__Was gefordert ist__.
Wandle sämtliche Einträge in eine Markdown-Tabelle um. Die laufende Zeilennummer gehört in die Spalte „Nummer“ und die Zeile selbst in die Spalte „Inhalt“. Leere Zeilen entfallen.

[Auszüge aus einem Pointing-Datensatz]
____________

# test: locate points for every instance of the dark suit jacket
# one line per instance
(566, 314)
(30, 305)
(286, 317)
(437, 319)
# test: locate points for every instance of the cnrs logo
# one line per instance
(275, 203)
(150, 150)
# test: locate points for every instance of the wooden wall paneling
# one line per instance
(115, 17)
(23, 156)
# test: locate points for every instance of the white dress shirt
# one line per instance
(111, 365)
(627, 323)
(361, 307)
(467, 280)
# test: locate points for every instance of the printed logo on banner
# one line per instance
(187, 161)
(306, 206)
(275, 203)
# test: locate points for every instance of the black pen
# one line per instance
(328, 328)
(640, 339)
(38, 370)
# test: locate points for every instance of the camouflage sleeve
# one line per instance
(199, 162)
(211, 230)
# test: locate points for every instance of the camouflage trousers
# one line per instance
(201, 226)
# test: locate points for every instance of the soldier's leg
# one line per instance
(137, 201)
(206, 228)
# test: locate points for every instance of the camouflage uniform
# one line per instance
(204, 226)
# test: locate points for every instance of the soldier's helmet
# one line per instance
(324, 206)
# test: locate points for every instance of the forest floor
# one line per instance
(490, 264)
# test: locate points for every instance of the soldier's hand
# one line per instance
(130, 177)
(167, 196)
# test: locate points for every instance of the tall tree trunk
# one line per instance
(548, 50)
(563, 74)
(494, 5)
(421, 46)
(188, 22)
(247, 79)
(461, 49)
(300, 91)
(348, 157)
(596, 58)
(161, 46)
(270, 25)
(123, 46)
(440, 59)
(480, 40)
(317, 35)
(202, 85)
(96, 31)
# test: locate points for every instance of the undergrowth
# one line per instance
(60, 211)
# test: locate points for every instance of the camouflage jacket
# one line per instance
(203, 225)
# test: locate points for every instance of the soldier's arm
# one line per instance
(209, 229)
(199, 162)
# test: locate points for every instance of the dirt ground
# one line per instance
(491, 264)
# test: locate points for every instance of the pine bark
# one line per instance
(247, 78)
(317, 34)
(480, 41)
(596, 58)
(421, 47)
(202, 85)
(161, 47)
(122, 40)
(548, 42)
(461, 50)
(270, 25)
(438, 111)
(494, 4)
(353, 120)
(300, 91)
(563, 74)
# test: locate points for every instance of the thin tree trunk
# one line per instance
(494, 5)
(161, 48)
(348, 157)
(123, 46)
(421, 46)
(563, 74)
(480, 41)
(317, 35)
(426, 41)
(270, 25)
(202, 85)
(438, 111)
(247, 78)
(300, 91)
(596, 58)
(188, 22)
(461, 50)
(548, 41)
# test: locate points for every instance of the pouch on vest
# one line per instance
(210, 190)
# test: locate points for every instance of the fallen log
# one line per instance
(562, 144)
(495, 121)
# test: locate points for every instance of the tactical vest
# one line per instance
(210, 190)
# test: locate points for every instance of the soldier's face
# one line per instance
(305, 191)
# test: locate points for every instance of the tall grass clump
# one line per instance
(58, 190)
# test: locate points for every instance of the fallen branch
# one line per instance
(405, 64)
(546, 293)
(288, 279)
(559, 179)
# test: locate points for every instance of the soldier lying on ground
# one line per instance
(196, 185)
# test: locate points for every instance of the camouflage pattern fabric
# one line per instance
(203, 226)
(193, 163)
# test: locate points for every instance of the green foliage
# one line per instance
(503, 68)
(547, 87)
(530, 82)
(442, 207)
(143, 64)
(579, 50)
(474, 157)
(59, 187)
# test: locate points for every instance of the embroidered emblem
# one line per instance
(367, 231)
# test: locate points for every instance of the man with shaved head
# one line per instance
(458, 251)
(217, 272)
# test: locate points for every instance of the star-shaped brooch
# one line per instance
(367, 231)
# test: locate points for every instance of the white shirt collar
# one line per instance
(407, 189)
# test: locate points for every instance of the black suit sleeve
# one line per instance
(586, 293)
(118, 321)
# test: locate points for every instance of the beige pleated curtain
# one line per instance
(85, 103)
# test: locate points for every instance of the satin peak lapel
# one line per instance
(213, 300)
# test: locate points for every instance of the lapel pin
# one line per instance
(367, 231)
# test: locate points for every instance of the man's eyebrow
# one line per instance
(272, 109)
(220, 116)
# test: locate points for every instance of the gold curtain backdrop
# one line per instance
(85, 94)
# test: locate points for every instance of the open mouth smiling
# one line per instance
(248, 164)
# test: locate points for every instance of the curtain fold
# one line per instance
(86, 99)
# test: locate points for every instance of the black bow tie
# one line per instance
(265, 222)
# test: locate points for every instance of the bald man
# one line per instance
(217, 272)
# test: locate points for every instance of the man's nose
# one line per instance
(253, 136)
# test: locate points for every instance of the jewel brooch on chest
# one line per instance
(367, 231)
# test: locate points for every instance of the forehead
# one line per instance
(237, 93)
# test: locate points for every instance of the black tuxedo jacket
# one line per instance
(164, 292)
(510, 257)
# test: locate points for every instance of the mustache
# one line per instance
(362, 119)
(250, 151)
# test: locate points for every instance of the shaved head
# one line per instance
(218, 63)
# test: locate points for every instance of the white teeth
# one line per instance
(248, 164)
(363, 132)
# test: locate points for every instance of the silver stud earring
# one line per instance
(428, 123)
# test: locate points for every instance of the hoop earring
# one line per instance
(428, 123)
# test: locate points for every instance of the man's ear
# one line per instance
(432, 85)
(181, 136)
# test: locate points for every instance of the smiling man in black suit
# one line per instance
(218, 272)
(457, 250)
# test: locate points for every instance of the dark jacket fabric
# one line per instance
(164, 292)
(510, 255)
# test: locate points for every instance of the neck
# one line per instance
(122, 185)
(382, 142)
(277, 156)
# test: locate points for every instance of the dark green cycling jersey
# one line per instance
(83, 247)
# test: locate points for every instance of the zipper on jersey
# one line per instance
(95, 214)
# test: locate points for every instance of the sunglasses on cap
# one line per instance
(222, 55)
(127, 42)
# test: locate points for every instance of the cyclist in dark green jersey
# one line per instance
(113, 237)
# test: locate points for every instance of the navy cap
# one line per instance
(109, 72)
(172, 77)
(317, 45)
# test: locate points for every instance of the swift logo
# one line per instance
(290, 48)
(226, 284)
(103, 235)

____________

__Ergebnis__.
| Nummer | Inhalt |
|---|---|
| 1 | # test: locate points for every instance of the dark suit jacket |
| 2 | # one line per instance |
| 3 | (566, 314) |
| 4 | (30, 305) |
| 5 | (286, 317) |
| 6 | (437, 319) |
| 7 | # test: locate points for every instance of the cnrs logo |
| 8 | # one line per instance |
| 9 | (275, 203) |
| 10 | (150, 150) |
| 11 | # test: locate points for every instance of the wooden wall paneling |
| 12 | # one line per instance |
| 13 | (115, 17) |
| 14 | (23, 156) |
| 15 | # test: locate points for every instance of the white dress shirt |
| 16 | # one line per instance |
| 17 | (111, 365) |
| 18 | (627, 323) |
| 19 | (361, 307) |
| 20 | (467, 280) |
| 21 | # test: locate points for every instance of the printed logo on banner |
| 22 | # one line per instance |
| 23 | (187, 161) |
| 24 | (306, 206) |
| 25 | (275, 203) |
| 26 | # test: locate points for every instance of the black pen |
| 27 | # one line per instance |
| 28 | (328, 328) |
| 29 | (640, 339) |
| 30 | (38, 370) |
| 31 | # test: locate points for every instance of the camouflage sleeve |
| 32 | # one line per instance |
| 33 | (199, 162) |
| 34 | (211, 230) |
| 35 | # test: locate points for every instance of the camouflage trousers |
| 36 | # one line per instance |
| 37 | (201, 226) |
| 38 | # test: locate points for every instance of the soldier's leg |
| 39 | # one line per instance |
| 40 | (137, 201) |
| 41 | (206, 228) |
| 42 | # test: locate points for every instance of the camouflage uniform |
| 43 | # one line per instance |
| 44 | (204, 226) |
| 45 | # test: locate points for every instance of the soldier's helmet |
| 46 | # one line per instance |
| 47 | (324, 206) |
| 48 | # test: locate points for every instance of the forest floor |
| 49 | # one line per instance |
| 50 | (490, 264) |
| 51 | # test: locate points for every instance of the soldier's hand |
| 52 | # one line per instance |
| 53 | (130, 177) |
| 54 | (167, 196) |
| 55 | # test: locate points for every instance of the tall tree trunk |
| 56 | # one line per instance |
| 57 | (548, 50) |
| 58 | (563, 74) |
| 59 | (494, 5) |
| 60 | (421, 46) |
| 61 | (188, 22) |
| 62 | (247, 79) |
| 63 | (461, 49) |
| 64 | (300, 91) |
| 65 | (348, 157) |
| 66 | (596, 58) |
| 67 | (161, 46) |
| 68 | (270, 25) |
| 69 | (123, 46) |
| 70 | (440, 59) |
| 71 | (480, 40) |
| 72 | (317, 35) |
| 73 | (202, 85) |
| 74 | (96, 31) |
| 75 | # test: locate points for every instance of the undergrowth |
| 76 | # one line per instance |
| 77 | (60, 211) |
| 78 | # test: locate points for every instance of the camouflage jacket |
| 79 | # one line per instance |
| 80 | (203, 225) |
| 81 | # test: locate points for every instance of the soldier's arm |
| 82 | # one line per instance |
| 83 | (209, 229) |
| 84 | (199, 162) |
| 85 | # test: locate points for every instance of the dirt ground |
| 86 | # one line per instance |
| 87 | (491, 264) |
| 88 | # test: locate points for every instance of the pine bark |
| 89 | # one line per instance |
| 90 | (247, 78) |
| 91 | (317, 34) |
| 92 | (480, 41) |
| 93 | (596, 58) |
| 94 | (421, 47) |
| 95 | (202, 85) |
| 96 | (161, 47) |
| 97 | (122, 40) |
| 98 | (548, 42) |
| 99 | (461, 50) |
| 100 | (270, 25) |
| 101 | (438, 111) |
| 102 | (494, 4) |
| 103 | (353, 120) |
| 104 | (300, 91) |
| 105 | (563, 74) |
| 106 | # test: locate points for every instance of the thin tree trunk |
| 107 | # one line per instance |
| 108 | (494, 5) |
| 109 | (161, 48) |
| 110 | (348, 157) |
| 111 | (123, 46) |
| 112 | (421, 46) |
| 113 | (563, 74) |
| 114 | (480, 41) |
| 115 | (317, 35) |
| 116 | (426, 41) |
| 117 | (270, 25) |
| 118 | (202, 85) |
| 119 | (438, 111) |
| 120 | (247, 78) |
| 121 | (300, 91) |
| 122 | (596, 58) |
| 123 | (188, 22) |
| 124 | (461, 50) |
| 125 | (548, 41) |
| 126 | # test: locate points for every instance of the pouch on vest |
| 127 | # one line per instance |
| 128 | (210, 190) |
| 129 | # test: locate points for every instance of the fallen log |
| 130 | # one line per instance |
| 131 | (562, 144) |
| 132 | (495, 121) |
| 133 | # test: locate points for every instance of the tactical vest |
| 134 | # one line per instance |
| 135 | (210, 190) |
| 136 | # test: locate points for every instance of the soldier's face |
| 137 | # one line per instance |
| 138 | (305, 191) |
| 139 | # test: locate points for every instance of the tall grass clump |
| 140 | # one line per instance |
| 141 | (58, 190) |
| 142 | # test: locate points for every instance of the fallen branch |
| 143 | # one line per instance |
| 144 | (405, 64) |
| 145 | (546, 293) |
| 146 | (288, 279) |
| 147 | (559, 179) |
| 148 | # test: locate points for every instance of the soldier lying on ground |
| 149 | # one line per instance |
| 150 | (196, 185) |
| 151 | # test: locate points for every instance of the camouflage pattern fabric |
| 152 | # one line per instance |
| 153 | (203, 226) |
| 154 | (193, 163) |
| 155 | # test: locate points for every instance of the green foliage |
| 156 | # one line per instance |
| 157 | (503, 68) |
| 158 | (547, 87) |
| 159 | (530, 82) |
| 160 | (442, 207) |
| 161 | (143, 64) |
| 162 | (579, 50) |
| 163 | (474, 157) |
| 164 | (59, 187) |
| 165 | # test: locate points for every instance of the embroidered emblem |
| 166 | # one line per instance |
| 167 | (367, 231) |
| 168 | # test: locate points for every instance of the man with shaved head |
| 169 | # one line per instance |
| 170 | (458, 251) |
| 171 | (217, 272) |
| 172 | # test: locate points for every instance of the star-shaped brooch |
| 173 | # one line per instance |
| 174 | (367, 231) |
| 175 | # test: locate points for every instance of the white shirt collar |
| 176 | # one line per instance |
| 177 | (407, 189) |
| 178 | # test: locate points for every instance of the black suit sleeve |
| 179 | # one line per instance |
| 180 | (586, 293) |
| 181 | (118, 321) |
| 182 | # test: locate points for every instance of the beige pleated curtain |
| 183 | # one line per instance |
| 184 | (85, 103) |
| 185 | # test: locate points for every instance of the satin peak lapel |
| 186 | # one line per instance |
| 187 | (213, 300) |
| 188 | # test: locate points for every instance of the lapel pin |
| 189 | # one line per instance |
| 190 | (367, 231) |
| 191 | # test: locate points for every instance of the man's eyebrow |
| 192 | # one line per instance |
| 193 | (272, 109) |
| 194 | (220, 116) |
| 195 | # test: locate points for every instance of the gold curtain backdrop |
| 196 | # one line per instance |
| 197 | (85, 94) |
| 198 | # test: locate points for every instance of the open mouth smiling |
| 199 | # one line per instance |
| 200 | (248, 164) |
| 201 | # test: locate points for every instance of the curtain fold |
| 202 | # one line per instance |
| 203 | (86, 99) |
| 204 | # test: locate points for every instance of the black bow tie |
| 205 | # one line per instance |
| 206 | (265, 222) |
| 207 | # test: locate points for every instance of the bald man |
| 208 | # one line per instance |
| 209 | (217, 272) |
| 210 | # test: locate points for every instance of the man's nose |
| 211 | # one line per instance |
| 212 | (253, 136) |
| 213 | # test: locate points for every instance of the jewel brooch on chest |
| 214 | # one line per instance |
| 215 | (367, 231) |
| 216 | # test: locate points for every instance of the forehead |
| 217 | # one line per instance |
| 218 | (237, 93) |
| 219 | # test: locate points for every instance of the black tuxedo jacket |
| 220 | # one line per instance |
| 221 | (164, 292) |
| 222 | (510, 257) |
| 223 | # test: locate points for every instance of the mustache |
| 224 | # one line per instance |
| 225 | (362, 119) |
| 226 | (250, 151) |
| 227 | # test: locate points for every instance of the shaved head |
| 228 | # one line per instance |
| 229 | (218, 63) |
| 230 | # test: locate points for every instance of the white teeth |
| 231 | # one line per instance |
| 232 | (248, 164) |
| 233 | (363, 132) |
| 234 | # test: locate points for every instance of the silver stud earring |
| 235 | # one line per instance |
| 236 | (428, 123) |
| 237 | # test: locate points for every instance of the hoop earring |
| 238 | # one line per instance |
| 239 | (428, 123) |
| 240 | # test: locate points for every instance of the man's ear |
| 241 | # one line per instance |
| 242 | (432, 85) |
| 243 | (181, 136) |
| 244 | # test: locate points for every instance of the smiling man in black suit |
| 245 | # one line per instance |
| 246 | (218, 272) |
| 247 | (457, 250) |
| 248 | # test: locate points for every instance of the dark jacket fabric |
| 249 | # one line per instance |
| 250 | (164, 292) |
| 251 | (510, 255) |
| 252 | # test: locate points for every instance of the neck |
| 253 | # one line per instance |
| 254 | (122, 185) |
| 255 | (382, 142) |
| 256 | (277, 156) |
| 257 | # test: locate points for every instance of the dark green cycling jersey |
| 258 | # one line per instance |
| 259 | (83, 247) |
| 260 | # test: locate points for every instance of the zipper on jersey |
| 261 | # one line per instance |
| 262 | (95, 214) |
| 263 | # test: locate points for every instance of the sunglasses on cap |
| 264 | # one line per instance |
| 265 | (222, 55) |
| 266 | (127, 42) |
| 267 | # test: locate points for every instance of the cyclist in dark green jersey |
| 268 | # one line per instance |
| 269 | (113, 237) |
| 270 | # test: locate points for every instance of the navy cap |
| 271 | # one line per instance |
| 272 | (109, 72) |
| 273 | (172, 77) |
| 274 | (317, 45) |
| 275 | # test: locate points for every instance of the swift logo |
| 276 | # one line per instance |
| 277 | (290, 48) |
| 278 | (226, 284) |
| 279 | (103, 235) |